▶ [What you will do]
1. The passage on FM-Stereo multipath is below, followed by the records. List every harmful effect on reception that the passage attributes to multipath or to the delayed signals it produces.
2. In one to three sentences, use the passage on FM-Stereo multipath to explain why increasing the L-R level makes multipath worse.
3. Continue the passage on FM-Stereo multipath from its final sentence, keeping the same plain style.

The L-R component is most sensitive to transmission impairments. As you’ve probably experienced, multipath can very annoyingly disrupt stereo performance. Whenever L-R content exists in the FM-Stereo transmission, spectra is generated in the 23kHz – 53kHz range. This frequency range also impacts the modulation index, which correlates to the number of RF sideband pairs created by the frequency modulation process. As modulation frequencies and level increase, more sideband pairs are generated, and as such the modulation index value increases. The fundamental technical reason why increasing L-R increases multipath is that the modulation index of the stereo subchannel (23kHz -53kHz) is much lower than the modulation index of the main channel. Multipath rejection in an FM system is a function of the receiver's capture ratio, which improves as modulation index increases.

Multipath occurs when the FM signal arrives at the receiver via multiple paths - hence the name. FM transmission is line-of-sight, but the signal will bounce off other objects, such as buildings or other tall objects, and this creates the numerous paths and subsequent distortions. A signal following a reflected path will arrive a bit delayed compared to the direct signal, as it will have traveled a farther distance. Here is where some basic physics comes into play. The reception problems caused by multipath result from the vector variances of the RF paths, and not the audio signals contained within the FM-Stereo system. On account of this, the delayed signal, upon entering the receiver, create cancellations and attenuations due to phase/time-delay.

The L-R part of the mpx signal is extremely sensitive to any form of disruption created by multipath. When delayed instances of the L-R signal are present, the stereo decoder in a receiver becomes confused because it will not know whether to decode the original or the delayed versions of the signal. The resulting stereo sound field is destroyed and there is the audible distortion we’ve all heard.

The L-R modulation level is critical. Increased L-R level generates additional mpx sub-channel spectrum in the 23kHz – 53kHz domain, and this range of frequencies becomes very fragile during instances of multipath. This is the main reason why manipulation of the L-R signal for stereo enhancement has been problem-prone. Most algorithms used for stereo enhancement generate additional L-R level and this exaggerates the irritating audible effects of multipath.

This is all quite real. These are not theoretical speculations, but rather real-world on-air experiences.

It is worth pointing out that modulation levels in FM transmission are governed by audio dynamics processing. Normal processing yields enough RMS modulation in the L-R signal without exaggerating multipath. Aggressive processing does have the potential to pass the threshold into multipath distortion. But the usual Left/Right processing does not alter the ratio of L-R to L+R, which is the primary cause of multipath-related problems.

Matrix Surround Methods and Multipath

Now to our central topic. Methods that use matrixing for surround are not new. Most of the quad systems of the 1970s employed some form of matrix method. The difference today is that digital implementations offer more flexibility for the encode/decode process. They are capable of moderate surround performance on some types of content, but lack consistency with regard to all content.

▶ [Entries shown]

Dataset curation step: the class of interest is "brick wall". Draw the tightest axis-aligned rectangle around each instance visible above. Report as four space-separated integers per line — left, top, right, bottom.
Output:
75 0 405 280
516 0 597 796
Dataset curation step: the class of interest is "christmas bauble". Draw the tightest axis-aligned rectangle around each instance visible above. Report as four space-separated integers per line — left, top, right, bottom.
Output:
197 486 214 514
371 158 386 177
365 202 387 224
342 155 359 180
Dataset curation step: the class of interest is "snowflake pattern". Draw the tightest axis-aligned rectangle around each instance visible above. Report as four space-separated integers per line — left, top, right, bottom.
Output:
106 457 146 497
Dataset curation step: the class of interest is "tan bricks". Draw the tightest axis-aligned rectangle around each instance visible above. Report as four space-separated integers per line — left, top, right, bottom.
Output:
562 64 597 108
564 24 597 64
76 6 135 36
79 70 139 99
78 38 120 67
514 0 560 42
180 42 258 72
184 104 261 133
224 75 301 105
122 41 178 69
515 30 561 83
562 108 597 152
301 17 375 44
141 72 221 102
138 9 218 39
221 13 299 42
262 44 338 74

==

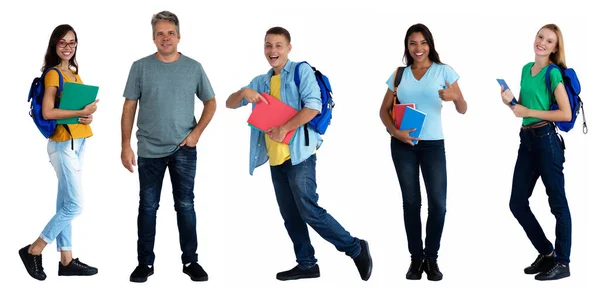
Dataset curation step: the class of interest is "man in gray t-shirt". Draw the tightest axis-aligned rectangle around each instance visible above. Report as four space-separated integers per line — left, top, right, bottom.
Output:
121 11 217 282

▶ [In response]
1.
- Disrupted stereo performance
- Cancellations
- Attenuations
- A confused stereo decoder that does not know whether to decode the original or the delayed versions of the signal
- A destroyed stereo sound field
- Audible distortion

2. The modulation index of the stereo subchannel (23kHz–53kHz) is much lower than that of the main channel. Multipath rejection depends on the receiver's capture ratio, which improves as the modulation index increases, so added L-R content in the low-index subchannel is more vulnerable to multipath.

3.
A matrix surround encoder can accept a 5.1 multichannel input and produce a stereo Left-total (Lt) and Right-total (Rt) output. The Lt and Rt are a downmix of the surround channels with embedded position cues. This process is based on phase and level changes applied to the multichannel audio signals. Each matrix system applies this technique a bit differently, but the key element is that each of them do alter the phase relationships between the channels as a means to identify the individual 5.1 channels within the 2-channel stereo signal.

Due to the phase modifications, the resulting stereo downmix now contains altered levels within the L+R and L-R signals. In many cases the L-R RMS level is significantly increased when compared to the artistic stereo mix (the independent stereo mix offered by the artist/producer) of the same content. When matrix-generated downmixes are broadcast in FM-Stereo, L-R modulation level is significantly increased. And as we’ve seen, increased L-R modulation makes for increased multipath!

Proof Positive

The following X-Y plots were taken of music content that illustrates the exaggeration of the L-R signal by a matrix method. The well-known song “Wouldn’t It Be Nice” by The Beach Boys was used for the demonstration. A recently released stereo mix from the CD “Pet Sounds” was used for the artistic stereo version. The DVD-Audio disc of “Pet Sounds” contains a 5.1 Surround mix, which was encoded through a Neural Audio 5225 downmix unit. (This particular unit was provided to me personally by the CEO of Neural Audio. Presumably, there is no defect in the unit’s performance.)

These X-Y plots were gathered using a digital oscilloscope that has storage capability. The Left channel is connected to the (X) input and the Right channel to the (Y) input. The scope is set to measure the two signals in X-Y mode. This yields a pattern that is commonly used to measure phase differences between two signals. An in-phase signal will show a straight line at 45 degrees, the top to the right. Likewise, an out-of-phase signal yields a straight line at minus 45 degrees, the top to the left.

The following illustrates the test setup:

The first plot is of the artistic stereo mix:


X-Y Plot: “Wouldn’t It Be Nice” (Artistic Stereo)

This signal appears normal. The content is predominantly in the L+R domain, with a moderate amount of L-R. Now, here is the same segment of the song that was downmixed via the Neural 5225 Surround encoder:


X-Y Plot: “Wouldn’t It Be Nice” (Neural 5225 Downmixed Stereo)

Not only is this significantly different, but the extreme level of L-R content indicates that this will also sound noticeably quieter in mono as the amount of 180 degree out of phase information is very high. This would generate added multipath, and to make matters worse, mono is compromised so much that the perceived mono audio level is down by 3dB or more, a huge loudness loss! The Beach Boys’ piece is not an isolated case; most music material we tested showed significant L-R increase when downmixed with this matrix encoder.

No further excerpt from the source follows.